# Provided material
- - -

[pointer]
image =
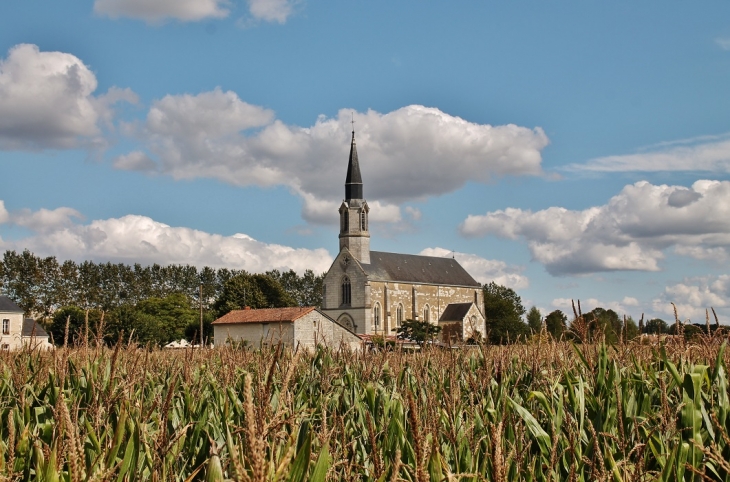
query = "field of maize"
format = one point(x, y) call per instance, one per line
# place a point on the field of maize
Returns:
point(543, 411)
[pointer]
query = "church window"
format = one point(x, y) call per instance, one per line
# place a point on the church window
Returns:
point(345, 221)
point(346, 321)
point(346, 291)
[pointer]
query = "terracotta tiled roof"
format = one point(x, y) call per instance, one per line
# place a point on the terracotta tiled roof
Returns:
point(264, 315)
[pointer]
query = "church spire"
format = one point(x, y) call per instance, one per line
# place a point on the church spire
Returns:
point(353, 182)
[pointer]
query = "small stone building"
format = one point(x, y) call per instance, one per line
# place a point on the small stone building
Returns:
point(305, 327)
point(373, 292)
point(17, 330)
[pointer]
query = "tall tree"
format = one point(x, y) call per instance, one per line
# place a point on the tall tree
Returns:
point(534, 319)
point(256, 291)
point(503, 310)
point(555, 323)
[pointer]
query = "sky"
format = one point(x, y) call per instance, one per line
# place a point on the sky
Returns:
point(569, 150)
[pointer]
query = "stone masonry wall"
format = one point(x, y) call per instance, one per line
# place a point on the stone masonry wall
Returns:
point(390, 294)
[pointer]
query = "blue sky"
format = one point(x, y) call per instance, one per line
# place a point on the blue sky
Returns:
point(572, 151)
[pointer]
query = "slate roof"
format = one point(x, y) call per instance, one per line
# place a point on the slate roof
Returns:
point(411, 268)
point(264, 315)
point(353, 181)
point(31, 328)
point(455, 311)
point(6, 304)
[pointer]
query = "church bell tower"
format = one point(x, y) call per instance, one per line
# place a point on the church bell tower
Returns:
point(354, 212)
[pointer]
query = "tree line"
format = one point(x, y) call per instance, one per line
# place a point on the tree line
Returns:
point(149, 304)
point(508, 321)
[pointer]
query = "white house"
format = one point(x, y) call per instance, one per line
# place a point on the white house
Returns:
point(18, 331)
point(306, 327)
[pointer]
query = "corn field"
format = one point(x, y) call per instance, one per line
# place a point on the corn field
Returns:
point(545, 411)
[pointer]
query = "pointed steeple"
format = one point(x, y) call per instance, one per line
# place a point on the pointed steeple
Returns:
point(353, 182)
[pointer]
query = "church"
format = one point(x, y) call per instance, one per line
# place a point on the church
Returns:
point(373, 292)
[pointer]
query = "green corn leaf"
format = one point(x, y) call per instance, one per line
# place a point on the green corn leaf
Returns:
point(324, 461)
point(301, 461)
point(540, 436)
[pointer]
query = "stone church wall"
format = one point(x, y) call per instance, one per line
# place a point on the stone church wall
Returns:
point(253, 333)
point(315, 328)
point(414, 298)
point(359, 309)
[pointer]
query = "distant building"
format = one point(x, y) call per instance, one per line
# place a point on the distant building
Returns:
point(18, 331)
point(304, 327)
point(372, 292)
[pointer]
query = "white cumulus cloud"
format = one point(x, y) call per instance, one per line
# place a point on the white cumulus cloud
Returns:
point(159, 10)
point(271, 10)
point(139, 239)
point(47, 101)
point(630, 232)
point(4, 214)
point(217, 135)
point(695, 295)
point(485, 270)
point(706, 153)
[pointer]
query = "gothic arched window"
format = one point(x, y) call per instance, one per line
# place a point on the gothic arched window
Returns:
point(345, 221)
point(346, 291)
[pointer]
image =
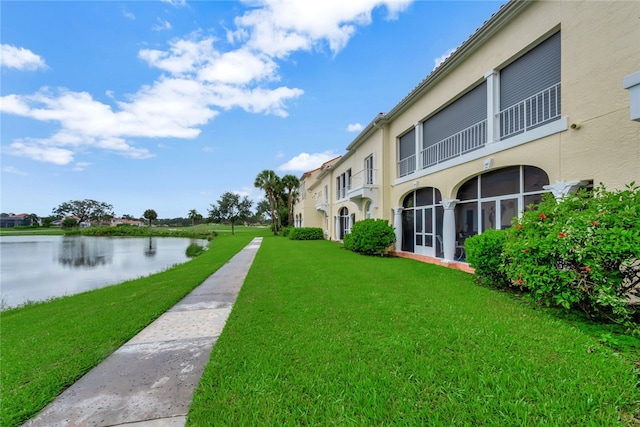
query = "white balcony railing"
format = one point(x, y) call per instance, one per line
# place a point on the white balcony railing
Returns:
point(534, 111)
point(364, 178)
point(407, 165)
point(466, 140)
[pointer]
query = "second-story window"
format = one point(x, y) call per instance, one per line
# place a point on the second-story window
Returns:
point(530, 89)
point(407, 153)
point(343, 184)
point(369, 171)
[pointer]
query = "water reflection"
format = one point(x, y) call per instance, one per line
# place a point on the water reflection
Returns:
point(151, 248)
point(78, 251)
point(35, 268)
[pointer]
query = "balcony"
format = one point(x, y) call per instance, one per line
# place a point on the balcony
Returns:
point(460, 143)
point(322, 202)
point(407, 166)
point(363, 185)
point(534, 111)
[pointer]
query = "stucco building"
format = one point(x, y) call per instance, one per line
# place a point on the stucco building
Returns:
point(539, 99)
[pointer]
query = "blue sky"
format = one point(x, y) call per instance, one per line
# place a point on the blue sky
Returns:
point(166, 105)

- - -

# What the task asks
Reproduce the full listing above verbatim, with no pictures included.

# Solved exercise
[pointer]
image =
query = "field of maize"
format = one point(x, y) call per instance, one per line
# place a point on the field of maize
Returns:
point(543, 411)
[pointer]
query = "church window"
format = one point(x, y) call per instance, one per line
# place a point on the church window
Returns:
point(345, 221)
point(346, 321)
point(346, 291)
[pointer]
query = "terracotta tiled roof"
format = one point(x, y) call per instance, one per line
# place a point on the terracotta tiled roof
Returns:
point(264, 315)
[pointer]
query = "church spire"
format = one point(x, y) call per instance, one per line
# place a point on the church spire
Returns:
point(353, 182)
[pointer]
query = "small stone building"
format = one point(x, y) call per instance, one per line
# place a point on the small stone building
Returns:
point(305, 327)
point(373, 292)
point(17, 330)
[pointer]
query = "tall tree"
format = one point(x, y) call per instance, one per line
# place a point on the tall tree
Returns:
point(534, 319)
point(256, 291)
point(503, 310)
point(555, 323)
[pointer]
query = "sky"
format = one point(x, y) call per instance, one per line
# place a point on the sky
Returns:
point(569, 150)
[pointer]
query = "stone masonry wall"
format = one point(x, y) call per instance, one per line
# place a point on the stone masonry wall
Returns:
point(390, 294)
[pointer]
query = "blue sky"
format = one point(x, y) call per instance, one per line
# place a point on the blue sky
Returns:
point(572, 151)
[pointer]
query = "slate roof"
format = one point(x, y) call per instance, one per line
# place a point on the slate roof
Returns:
point(411, 268)
point(264, 315)
point(353, 181)
point(31, 328)
point(455, 311)
point(6, 304)
[pointer]
query = "church bell tower"
format = one point(x, y) call per instance, one per line
# place a point on the church bell tower
Returns:
point(354, 212)
[pointer]
query = "tree line"
format = one point(x, y) call per instance, one per line
# place a point on the tree line
Returns:
point(149, 304)
point(508, 321)
[pointer]
query = "white house"
format = one point(x, y) call per instance, one per line
# place a point on the white house
Returns:
point(18, 331)
point(306, 327)
[pointer]
query = "corn field"
format = one point(x, y) call per instance, one per line
# place a point on the corn field
Returns:
point(545, 411)
[pointer]
query = "pointed steeple"
format = one point(x, y) call per instance, one per line
# place a point on the pointed steeple
Returns:
point(353, 182)
[pointer]
query = "church"
format = one point(x, y) call per instance, one per line
# place a point on the church
Returns:
point(373, 292)
[pointer]
query = "green corn leaf"
format = one point(x, y) call per instance, one per line
# place a point on the green corn leaf
Returns:
point(324, 461)
point(301, 461)
point(540, 436)
[pointer]
query = "stone church wall"
format = one point(x, y) call per instance, one per line
# place a point on the stone church wall
Returns:
point(253, 333)
point(315, 328)
point(414, 298)
point(359, 309)
[pointer]
query = "distant building"
format = one point(x, y) call per instance, one per line
# place a point on the distant building
Returns:
point(18, 331)
point(304, 327)
point(372, 292)
[pointer]
query = "white cumulus cloud"
format = one point(x, y) call per instance, one per line
# place a point on the white cumulus cloud
Returns:
point(159, 10)
point(271, 10)
point(139, 239)
point(47, 101)
point(630, 232)
point(4, 214)
point(217, 135)
point(695, 295)
point(485, 270)
point(706, 153)
[pointer]
query = "gothic arched window"
format = one point(x, y) call per instance, one per line
# place a point on the gothic arched window
Returns:
point(345, 221)
point(346, 291)
[pointer]
image =
query = "white balcony railing"
format = one point(x, y) call per instance, one per line
# place a point on the white balcony railing
Returns:
point(534, 111)
point(364, 178)
point(407, 165)
point(466, 140)
[pointer]
query = "second-story window"
format = one point(x, y) call per instance, one per line
# place a point on the second-story window
Returns:
point(530, 89)
point(407, 153)
point(343, 184)
point(369, 171)
[pointer]
query = "water reflection"
format = one point(x, y) call per instance, one per line
# place a point on the water reflection
Returns:
point(151, 248)
point(78, 251)
point(35, 268)
[pointer]
query = "balcony"
format = one point(x, y) call per instance, one per line
# place a point on the balcony
Returns:
point(460, 143)
point(322, 202)
point(407, 166)
point(363, 185)
point(534, 111)
[pointer]
query = "stucco building"
format = one point(x, y) call per instance, one per line
# place a point on the stucco building
Returns:
point(539, 99)
[pointer]
query = "blue sky"
format = one point(x, y) call per instance, one per line
# place a point on the blue sky
Returns:
point(166, 105)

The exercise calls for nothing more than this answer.